# [Data]

■ ■ ■ ■ ■

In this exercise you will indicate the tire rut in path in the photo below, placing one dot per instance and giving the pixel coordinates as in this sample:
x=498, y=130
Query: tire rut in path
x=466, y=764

■ ■ ■ ■ ■

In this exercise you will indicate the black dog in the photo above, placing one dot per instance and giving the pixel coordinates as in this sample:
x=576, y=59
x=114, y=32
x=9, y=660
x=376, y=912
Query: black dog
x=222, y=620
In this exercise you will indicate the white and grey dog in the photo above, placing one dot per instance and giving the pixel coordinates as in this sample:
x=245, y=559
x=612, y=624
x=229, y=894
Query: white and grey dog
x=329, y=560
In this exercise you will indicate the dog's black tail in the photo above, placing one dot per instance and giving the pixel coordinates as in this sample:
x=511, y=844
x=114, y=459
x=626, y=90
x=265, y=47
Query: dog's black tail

■ ■ ■ ■ ■

# [Required work]
Find the string "tail" in the material above. Then copy each line that has it.

# [Response box]
In this exercise you will indicate the dog's black tail in the photo above, placing one dot per instance and giving the pixel coordinates as in this sample:
Query: dog's black tail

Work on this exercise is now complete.